→ **ACTIONS TO TAKE**
1) Answer these questions from the article on the New England Journal of Medicine and artificial intelligence:
(a) What is the title of the March 30 editorial?
(b) What two challenges around covering AI developments do the editors examine?
(c) What is the name of the new journal, and in what year will it launch?
2) Extend the article on the New England Journal of Medicine and artificial intelligence, picking up after its final sentence.

→ **GIVEN TEXT**
New England Journal of Medicine Wades Into Artificial Intelligence Leave a comment

The editors of the prestigious New England Journal of Medicine have decided to wade into the deep waters of the policy and pragmatic issues around artificial intelligence (AI) and machine learning. The publication’s editors signed their March 30 editorial, entitled simply, “Artificial Intelligence in Medicine,” and in it, while announcing their creation of a journal dedicated to AI, they look at two challenges around how to cover developments in AI—the huge scope of AI innovations and work, and the complexity around commercial sponsorship of or involvement in, such innovative work.

The editors—Andrew L. Beam, Ph.D., Jeffrey M. Drazen, M.D., Isaac S. Kohane, M.D, Ph.D., Tze-Yun Leong, Ph.D., Arjun K. Manrai, Ph.D., and Eric Rubin, M.D., Ph.D., note that AI “has gained recent public prominence with the release of deep-learning models that can generate anything from art to term papers with minimal human intervention.” With regard to medicine specifically, they announced the publication in the March 30 issue of the first articles in their new series, “AI in Medicine,” and further announce that, “Moreover, to further our commitment to this area, we are also announcing the 2024 launch of a new journal, NEJM AI, which aims to provide a forum for high-quality evidence and resource sharing for medical AI along with informed discussions of its potential and limitations.”

(Records from a collection)
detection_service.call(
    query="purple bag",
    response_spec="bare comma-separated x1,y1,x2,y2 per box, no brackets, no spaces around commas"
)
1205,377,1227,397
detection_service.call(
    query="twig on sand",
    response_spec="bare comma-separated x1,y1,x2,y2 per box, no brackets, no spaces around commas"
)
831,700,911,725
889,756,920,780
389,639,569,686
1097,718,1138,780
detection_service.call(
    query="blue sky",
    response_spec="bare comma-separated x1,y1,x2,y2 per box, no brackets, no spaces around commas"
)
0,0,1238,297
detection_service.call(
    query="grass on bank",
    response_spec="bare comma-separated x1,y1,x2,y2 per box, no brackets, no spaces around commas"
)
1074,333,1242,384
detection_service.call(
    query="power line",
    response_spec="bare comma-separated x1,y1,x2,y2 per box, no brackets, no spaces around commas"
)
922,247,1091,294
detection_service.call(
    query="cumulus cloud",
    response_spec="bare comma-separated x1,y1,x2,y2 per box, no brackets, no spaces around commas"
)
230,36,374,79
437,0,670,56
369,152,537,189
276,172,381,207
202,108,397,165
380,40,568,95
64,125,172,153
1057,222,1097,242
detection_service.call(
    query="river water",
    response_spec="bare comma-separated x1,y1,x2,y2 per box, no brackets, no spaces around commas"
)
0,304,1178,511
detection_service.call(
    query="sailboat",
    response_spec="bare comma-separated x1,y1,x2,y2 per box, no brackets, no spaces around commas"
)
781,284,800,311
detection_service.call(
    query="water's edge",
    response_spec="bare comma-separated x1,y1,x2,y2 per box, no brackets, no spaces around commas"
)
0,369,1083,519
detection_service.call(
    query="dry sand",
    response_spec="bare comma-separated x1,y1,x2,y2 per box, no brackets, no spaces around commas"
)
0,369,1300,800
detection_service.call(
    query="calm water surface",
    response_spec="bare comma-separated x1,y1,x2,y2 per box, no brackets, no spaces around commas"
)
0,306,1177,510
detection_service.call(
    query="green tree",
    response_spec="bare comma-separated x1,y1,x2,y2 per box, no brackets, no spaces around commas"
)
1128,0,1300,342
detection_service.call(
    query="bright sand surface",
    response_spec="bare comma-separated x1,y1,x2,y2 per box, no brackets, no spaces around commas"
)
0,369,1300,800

→ **RESULTS**
1)
(a) "Artificial Intelligence in Medicine."
(b) The huge scope of AI innovations and work, and the complexity around commercial sponsorship of or involvement in such work.
(c) NEJM AI, launching in 2024.

2)
The editors note that they face “two new publishing challenges” in creating their new publication around AI. “The first,” they write, “is the breadth of potential AI applications. There is virtually no area in medicine and care delivery that is not already being touched by AI. For example, AI-driven applications are available to capture the dictation of medical notes; many such applications are attempting to synthesize patient interviews and laboratory test results to write notes directly, without clinician intervention. AI is playing an increasing role in health insurance coverage, assisting caregivers in making claims and payors in adjudicating them. We have already seen many published reports that use AI to interpret images — radiographs, histology, and optic fundi. Tools that utilize AI have come into increasing use in analyzing and interpreting large research databases containing information ranging from laboratory findings to clinical data. All these tools offer the potential for increased efficiency and may, perhaps, render insights that are difficult to attain with more traditional data-analysis methods.” That said, they emphasize that AI methods “are not necessarily a panacea; they can be brittle, they may work only in a narrow domain, and they can have built-in biases that disproportionally affect marginalized groups.”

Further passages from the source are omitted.